Work instructions
Copy exactly the lines from the "find the arched shopfront window" line to the end, both included, and nothing else.
---
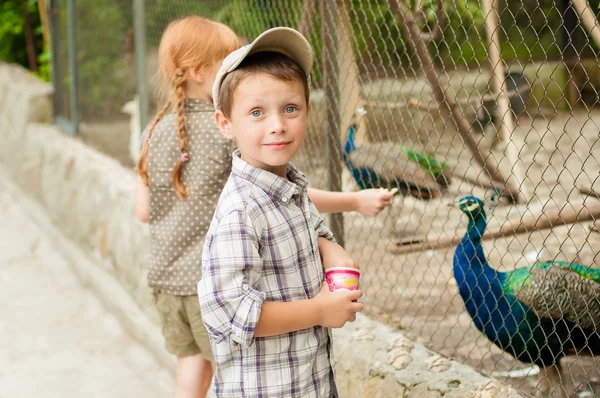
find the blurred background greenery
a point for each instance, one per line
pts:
(105, 37)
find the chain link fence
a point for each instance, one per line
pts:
(491, 106)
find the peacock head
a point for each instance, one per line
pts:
(471, 206)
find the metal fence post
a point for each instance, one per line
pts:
(139, 35)
(73, 71)
(332, 113)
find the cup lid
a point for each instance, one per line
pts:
(350, 269)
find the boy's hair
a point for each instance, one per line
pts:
(274, 64)
(189, 44)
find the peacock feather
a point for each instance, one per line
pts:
(392, 165)
(537, 314)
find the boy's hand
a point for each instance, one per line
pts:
(337, 308)
(370, 202)
(334, 255)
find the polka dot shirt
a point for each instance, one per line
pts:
(178, 226)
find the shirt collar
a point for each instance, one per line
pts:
(197, 105)
(275, 186)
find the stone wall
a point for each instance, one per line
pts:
(88, 199)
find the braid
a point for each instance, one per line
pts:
(142, 166)
(181, 190)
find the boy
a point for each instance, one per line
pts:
(262, 295)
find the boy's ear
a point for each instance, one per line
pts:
(197, 75)
(224, 124)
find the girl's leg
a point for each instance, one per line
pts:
(194, 375)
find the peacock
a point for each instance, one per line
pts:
(392, 165)
(538, 314)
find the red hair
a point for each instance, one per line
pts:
(189, 44)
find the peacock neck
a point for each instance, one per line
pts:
(479, 284)
(350, 144)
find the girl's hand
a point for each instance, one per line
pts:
(334, 255)
(337, 308)
(370, 202)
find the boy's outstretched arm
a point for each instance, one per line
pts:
(141, 204)
(368, 202)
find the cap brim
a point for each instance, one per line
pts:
(280, 40)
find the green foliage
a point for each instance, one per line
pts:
(102, 27)
(12, 34)
(160, 12)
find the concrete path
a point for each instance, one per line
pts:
(56, 339)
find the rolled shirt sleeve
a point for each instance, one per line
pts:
(322, 230)
(231, 268)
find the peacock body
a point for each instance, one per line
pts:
(392, 165)
(537, 314)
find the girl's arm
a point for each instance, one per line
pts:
(141, 204)
(368, 202)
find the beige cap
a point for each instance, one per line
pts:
(282, 40)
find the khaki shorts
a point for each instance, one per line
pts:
(182, 326)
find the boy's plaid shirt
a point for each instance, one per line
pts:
(262, 246)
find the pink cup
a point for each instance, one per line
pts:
(342, 278)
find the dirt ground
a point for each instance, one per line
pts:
(416, 292)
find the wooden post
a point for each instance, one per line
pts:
(575, 213)
(29, 38)
(44, 22)
(445, 98)
(348, 80)
(504, 119)
(332, 113)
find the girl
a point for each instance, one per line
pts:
(183, 166)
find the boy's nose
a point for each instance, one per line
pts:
(277, 124)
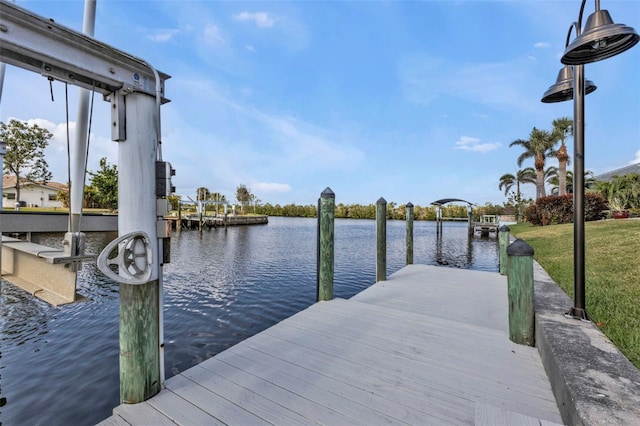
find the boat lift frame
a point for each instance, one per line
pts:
(133, 88)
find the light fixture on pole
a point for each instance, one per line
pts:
(600, 40)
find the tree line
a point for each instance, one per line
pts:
(620, 193)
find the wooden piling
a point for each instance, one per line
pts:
(520, 292)
(139, 358)
(409, 239)
(381, 239)
(503, 238)
(326, 219)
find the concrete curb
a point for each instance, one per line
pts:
(593, 382)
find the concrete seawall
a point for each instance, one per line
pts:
(593, 382)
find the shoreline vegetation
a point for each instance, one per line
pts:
(342, 211)
(612, 266)
(612, 270)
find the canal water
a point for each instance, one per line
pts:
(59, 365)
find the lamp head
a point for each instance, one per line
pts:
(601, 39)
(562, 90)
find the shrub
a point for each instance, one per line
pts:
(555, 210)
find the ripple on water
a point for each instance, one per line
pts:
(59, 366)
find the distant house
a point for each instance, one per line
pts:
(633, 168)
(32, 194)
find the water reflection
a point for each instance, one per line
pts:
(60, 365)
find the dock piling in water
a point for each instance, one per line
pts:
(381, 239)
(326, 219)
(504, 242)
(520, 293)
(409, 240)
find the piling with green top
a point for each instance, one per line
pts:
(409, 240)
(381, 239)
(326, 219)
(520, 292)
(139, 342)
(503, 237)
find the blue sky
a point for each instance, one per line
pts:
(408, 100)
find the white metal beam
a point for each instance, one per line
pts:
(41, 45)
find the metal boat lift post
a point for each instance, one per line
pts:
(135, 91)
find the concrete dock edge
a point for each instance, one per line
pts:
(593, 382)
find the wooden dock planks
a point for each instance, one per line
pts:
(428, 346)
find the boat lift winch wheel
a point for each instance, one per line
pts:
(134, 259)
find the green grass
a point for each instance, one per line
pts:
(612, 269)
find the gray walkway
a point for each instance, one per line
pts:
(428, 346)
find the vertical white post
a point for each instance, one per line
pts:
(79, 149)
(140, 366)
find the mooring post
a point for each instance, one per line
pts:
(179, 221)
(381, 239)
(140, 376)
(503, 238)
(521, 300)
(326, 219)
(409, 242)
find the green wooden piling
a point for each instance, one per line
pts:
(326, 219)
(139, 342)
(409, 240)
(179, 221)
(381, 240)
(520, 290)
(504, 242)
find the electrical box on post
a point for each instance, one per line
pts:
(164, 171)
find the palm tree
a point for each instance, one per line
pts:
(507, 181)
(562, 128)
(539, 146)
(553, 178)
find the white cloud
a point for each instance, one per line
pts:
(261, 19)
(163, 36)
(505, 85)
(212, 35)
(260, 187)
(468, 143)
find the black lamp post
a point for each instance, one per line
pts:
(600, 40)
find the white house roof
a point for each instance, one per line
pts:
(9, 182)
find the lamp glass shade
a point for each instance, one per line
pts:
(600, 40)
(562, 90)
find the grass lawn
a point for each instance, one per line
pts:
(612, 268)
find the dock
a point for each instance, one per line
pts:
(430, 345)
(188, 222)
(487, 224)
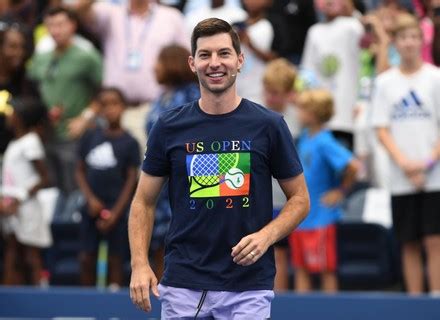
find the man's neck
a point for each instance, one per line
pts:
(61, 48)
(5, 72)
(217, 104)
(315, 128)
(410, 66)
(139, 7)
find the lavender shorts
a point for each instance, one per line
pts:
(180, 303)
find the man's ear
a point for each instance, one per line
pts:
(191, 64)
(240, 61)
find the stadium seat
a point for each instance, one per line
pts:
(366, 256)
(64, 266)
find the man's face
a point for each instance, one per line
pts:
(330, 8)
(409, 44)
(13, 50)
(61, 28)
(216, 63)
(275, 98)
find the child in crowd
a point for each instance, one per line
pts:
(332, 52)
(24, 174)
(406, 115)
(180, 86)
(278, 83)
(106, 173)
(330, 171)
(256, 36)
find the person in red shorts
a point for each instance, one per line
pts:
(330, 170)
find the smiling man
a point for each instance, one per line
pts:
(219, 154)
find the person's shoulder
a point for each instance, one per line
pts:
(431, 70)
(388, 76)
(91, 132)
(259, 111)
(166, 11)
(129, 139)
(107, 7)
(31, 138)
(84, 50)
(325, 137)
(316, 28)
(170, 116)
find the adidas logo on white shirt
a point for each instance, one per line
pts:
(102, 157)
(410, 107)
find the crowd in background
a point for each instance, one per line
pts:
(85, 81)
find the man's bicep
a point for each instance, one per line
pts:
(295, 186)
(148, 188)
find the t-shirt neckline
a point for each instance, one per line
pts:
(222, 115)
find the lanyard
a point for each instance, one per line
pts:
(143, 35)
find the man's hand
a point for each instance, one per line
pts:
(332, 198)
(107, 221)
(411, 167)
(251, 248)
(10, 206)
(95, 207)
(418, 180)
(76, 127)
(142, 280)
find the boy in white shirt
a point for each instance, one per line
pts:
(406, 115)
(332, 53)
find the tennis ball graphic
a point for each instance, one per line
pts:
(234, 178)
(330, 65)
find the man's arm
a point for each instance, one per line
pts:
(84, 10)
(408, 166)
(140, 227)
(293, 212)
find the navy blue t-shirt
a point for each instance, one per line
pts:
(107, 160)
(219, 169)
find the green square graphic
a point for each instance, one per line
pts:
(208, 173)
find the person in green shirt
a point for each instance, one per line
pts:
(68, 77)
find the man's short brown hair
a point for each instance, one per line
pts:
(280, 74)
(174, 59)
(319, 102)
(406, 21)
(213, 26)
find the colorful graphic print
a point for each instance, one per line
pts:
(218, 174)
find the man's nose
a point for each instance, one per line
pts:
(215, 61)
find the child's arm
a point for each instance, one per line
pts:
(335, 196)
(94, 204)
(122, 202)
(41, 168)
(410, 167)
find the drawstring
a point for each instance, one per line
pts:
(200, 305)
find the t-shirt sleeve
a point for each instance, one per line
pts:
(380, 113)
(336, 155)
(95, 68)
(309, 53)
(134, 154)
(284, 160)
(156, 162)
(82, 147)
(102, 16)
(34, 148)
(181, 32)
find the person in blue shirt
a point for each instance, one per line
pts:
(219, 154)
(180, 87)
(106, 172)
(330, 170)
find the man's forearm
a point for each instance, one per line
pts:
(293, 212)
(140, 227)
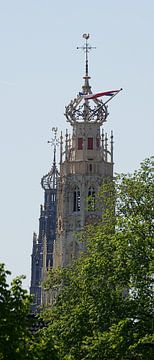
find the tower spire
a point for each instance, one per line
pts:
(54, 142)
(86, 47)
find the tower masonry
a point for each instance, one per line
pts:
(85, 161)
(42, 252)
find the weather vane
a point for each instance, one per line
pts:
(86, 47)
(54, 141)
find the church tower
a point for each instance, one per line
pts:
(42, 252)
(86, 160)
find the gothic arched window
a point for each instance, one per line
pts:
(76, 199)
(91, 199)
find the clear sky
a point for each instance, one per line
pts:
(41, 71)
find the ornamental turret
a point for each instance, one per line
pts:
(42, 253)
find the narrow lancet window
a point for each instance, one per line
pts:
(90, 143)
(76, 199)
(91, 199)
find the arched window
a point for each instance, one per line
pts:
(91, 199)
(76, 199)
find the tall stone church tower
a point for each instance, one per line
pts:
(70, 195)
(86, 161)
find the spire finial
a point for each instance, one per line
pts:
(54, 142)
(86, 47)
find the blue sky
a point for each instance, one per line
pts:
(41, 71)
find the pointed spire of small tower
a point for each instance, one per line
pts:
(86, 47)
(49, 181)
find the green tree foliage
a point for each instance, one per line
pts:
(14, 321)
(104, 308)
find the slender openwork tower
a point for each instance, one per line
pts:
(84, 162)
(42, 253)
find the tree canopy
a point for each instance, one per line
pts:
(104, 303)
(104, 308)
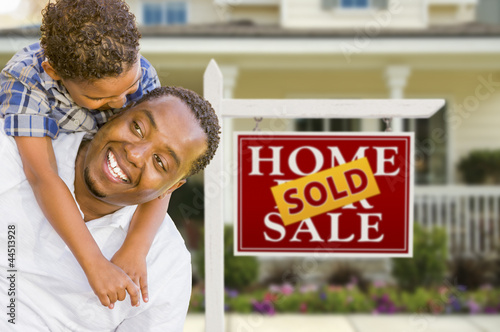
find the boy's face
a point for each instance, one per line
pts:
(143, 152)
(105, 93)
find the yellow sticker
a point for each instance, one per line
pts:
(324, 191)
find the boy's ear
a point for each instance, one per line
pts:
(50, 71)
(171, 189)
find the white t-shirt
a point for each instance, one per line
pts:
(51, 290)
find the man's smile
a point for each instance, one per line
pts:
(114, 169)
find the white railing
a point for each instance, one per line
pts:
(470, 215)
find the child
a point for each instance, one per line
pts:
(86, 67)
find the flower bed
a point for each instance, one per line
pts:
(379, 299)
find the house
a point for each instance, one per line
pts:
(349, 49)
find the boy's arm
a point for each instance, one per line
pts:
(131, 257)
(54, 198)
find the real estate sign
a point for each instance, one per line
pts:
(341, 194)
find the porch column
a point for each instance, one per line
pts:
(397, 78)
(230, 74)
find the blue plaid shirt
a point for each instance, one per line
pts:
(33, 104)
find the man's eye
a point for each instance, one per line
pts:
(138, 129)
(158, 161)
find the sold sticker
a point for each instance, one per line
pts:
(324, 191)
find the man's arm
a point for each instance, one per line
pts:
(170, 273)
(131, 257)
(108, 281)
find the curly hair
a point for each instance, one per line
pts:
(203, 112)
(89, 39)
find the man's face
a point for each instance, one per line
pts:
(143, 152)
(105, 93)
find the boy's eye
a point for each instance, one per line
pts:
(138, 129)
(159, 161)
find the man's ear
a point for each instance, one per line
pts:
(171, 189)
(50, 71)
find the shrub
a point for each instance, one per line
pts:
(428, 265)
(346, 274)
(481, 166)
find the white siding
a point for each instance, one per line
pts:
(479, 126)
(309, 14)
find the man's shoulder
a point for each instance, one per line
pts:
(148, 71)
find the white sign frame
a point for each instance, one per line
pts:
(215, 176)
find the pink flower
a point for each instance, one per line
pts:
(287, 289)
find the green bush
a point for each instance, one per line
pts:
(481, 166)
(428, 265)
(239, 271)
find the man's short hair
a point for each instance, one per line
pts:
(203, 112)
(89, 39)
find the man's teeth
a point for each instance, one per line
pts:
(114, 168)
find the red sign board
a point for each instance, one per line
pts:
(375, 225)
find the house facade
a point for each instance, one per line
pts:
(347, 49)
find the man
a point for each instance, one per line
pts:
(145, 152)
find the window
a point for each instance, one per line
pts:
(430, 148)
(354, 3)
(164, 13)
(152, 13)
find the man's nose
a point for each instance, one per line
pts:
(137, 153)
(118, 102)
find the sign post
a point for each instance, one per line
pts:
(217, 174)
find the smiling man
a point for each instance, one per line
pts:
(143, 153)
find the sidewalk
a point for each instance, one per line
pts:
(350, 323)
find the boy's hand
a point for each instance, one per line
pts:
(111, 284)
(134, 264)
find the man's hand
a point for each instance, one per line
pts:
(111, 284)
(134, 264)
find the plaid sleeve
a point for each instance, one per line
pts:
(26, 111)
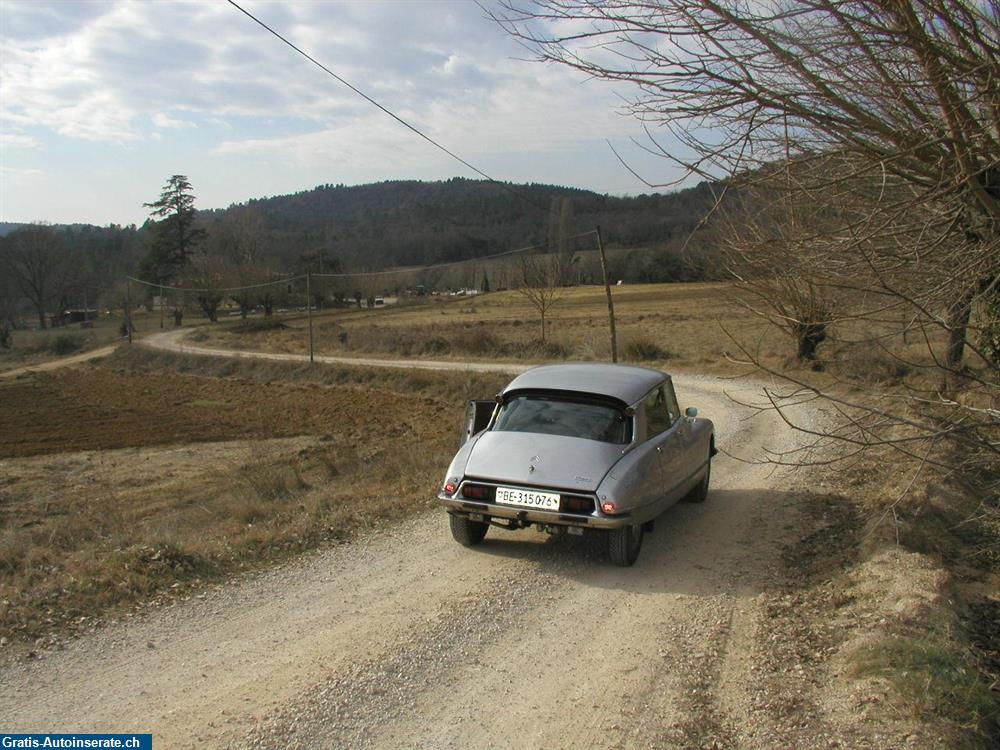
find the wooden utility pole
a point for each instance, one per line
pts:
(607, 290)
(309, 310)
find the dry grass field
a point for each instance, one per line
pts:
(133, 478)
(31, 347)
(683, 324)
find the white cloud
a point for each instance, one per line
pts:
(164, 121)
(16, 172)
(18, 140)
(181, 86)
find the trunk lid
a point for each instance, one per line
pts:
(527, 458)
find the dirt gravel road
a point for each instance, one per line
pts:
(404, 639)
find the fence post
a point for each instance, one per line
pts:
(128, 307)
(607, 291)
(309, 310)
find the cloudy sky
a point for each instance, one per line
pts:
(101, 101)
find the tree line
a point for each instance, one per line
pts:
(329, 229)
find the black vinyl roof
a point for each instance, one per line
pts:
(623, 382)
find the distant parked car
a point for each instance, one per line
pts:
(573, 447)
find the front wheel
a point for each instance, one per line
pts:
(467, 532)
(624, 545)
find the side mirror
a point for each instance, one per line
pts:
(477, 417)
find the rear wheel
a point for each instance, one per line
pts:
(699, 492)
(624, 545)
(467, 532)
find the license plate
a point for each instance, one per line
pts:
(527, 498)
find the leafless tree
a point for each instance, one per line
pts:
(40, 264)
(539, 283)
(875, 125)
(208, 276)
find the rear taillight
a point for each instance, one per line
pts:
(579, 504)
(475, 491)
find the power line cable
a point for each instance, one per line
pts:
(360, 274)
(165, 287)
(387, 111)
(418, 269)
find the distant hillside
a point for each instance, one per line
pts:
(6, 227)
(412, 223)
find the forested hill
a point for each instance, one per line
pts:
(411, 223)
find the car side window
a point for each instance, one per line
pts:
(675, 409)
(658, 416)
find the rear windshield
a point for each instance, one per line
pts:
(558, 415)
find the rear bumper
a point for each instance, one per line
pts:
(548, 517)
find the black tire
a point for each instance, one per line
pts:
(624, 545)
(699, 493)
(467, 532)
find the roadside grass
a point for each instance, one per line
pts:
(69, 563)
(925, 566)
(682, 323)
(34, 347)
(933, 676)
(453, 388)
(695, 327)
(86, 536)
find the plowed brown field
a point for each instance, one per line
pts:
(97, 408)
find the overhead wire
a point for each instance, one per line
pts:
(385, 109)
(361, 274)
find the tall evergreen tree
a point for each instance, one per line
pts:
(174, 234)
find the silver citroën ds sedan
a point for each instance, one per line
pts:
(578, 446)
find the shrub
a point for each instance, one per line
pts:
(871, 366)
(643, 349)
(258, 326)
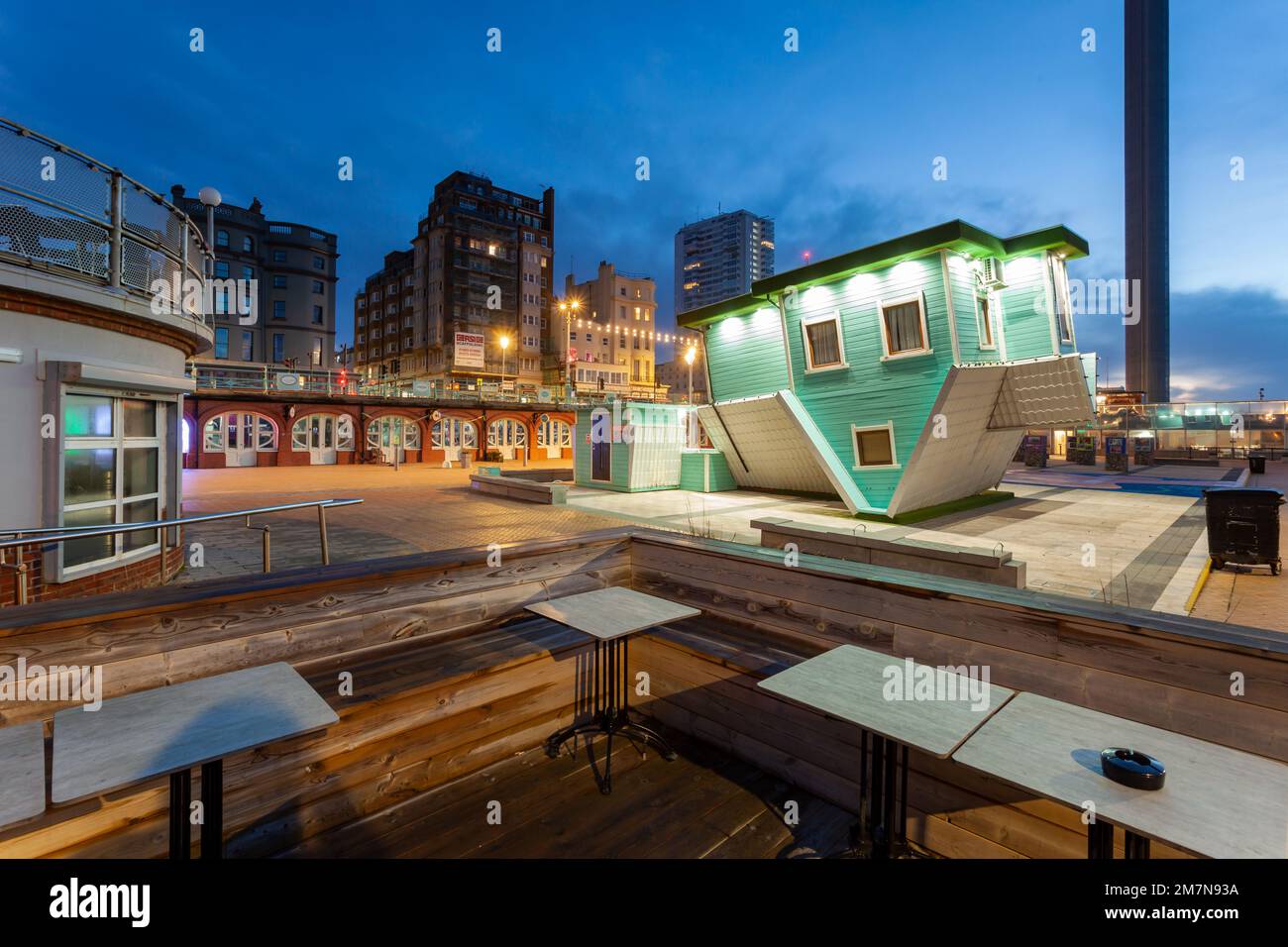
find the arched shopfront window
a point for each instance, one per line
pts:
(554, 433)
(452, 432)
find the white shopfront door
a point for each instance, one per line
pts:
(322, 440)
(240, 446)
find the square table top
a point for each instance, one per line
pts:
(613, 612)
(849, 684)
(22, 772)
(1215, 800)
(166, 729)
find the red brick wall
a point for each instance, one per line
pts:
(137, 575)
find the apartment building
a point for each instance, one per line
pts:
(385, 320)
(473, 291)
(292, 268)
(719, 258)
(608, 343)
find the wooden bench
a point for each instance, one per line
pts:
(918, 556)
(519, 488)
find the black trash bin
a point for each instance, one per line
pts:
(1243, 527)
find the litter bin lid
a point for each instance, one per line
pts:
(1262, 493)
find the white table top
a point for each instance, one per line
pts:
---
Output for this task
find the arched shopfront window
a point for each instance, one per line
pts:
(554, 433)
(452, 432)
find the white shopfront door
a point for each instance, one per line
pts:
(322, 440)
(240, 446)
find the square table top
a point for each instance, one per line
pts:
(613, 612)
(849, 684)
(22, 772)
(1215, 800)
(166, 729)
find the red brick wall
a point for each instance, one per line
pts:
(137, 575)
find the apartment building
a point for each instance, one per line
pts:
(385, 320)
(473, 291)
(292, 268)
(719, 258)
(608, 343)
find the wooden bench
a point for each instance, one per line
pts:
(918, 556)
(519, 488)
find the black trash bin
a point for each instance, one per line
pts:
(1243, 527)
find the litter bin lid
a point for each instance, one per line
pts:
(1262, 493)
find the white table top
a point for each instance, one per line
pts:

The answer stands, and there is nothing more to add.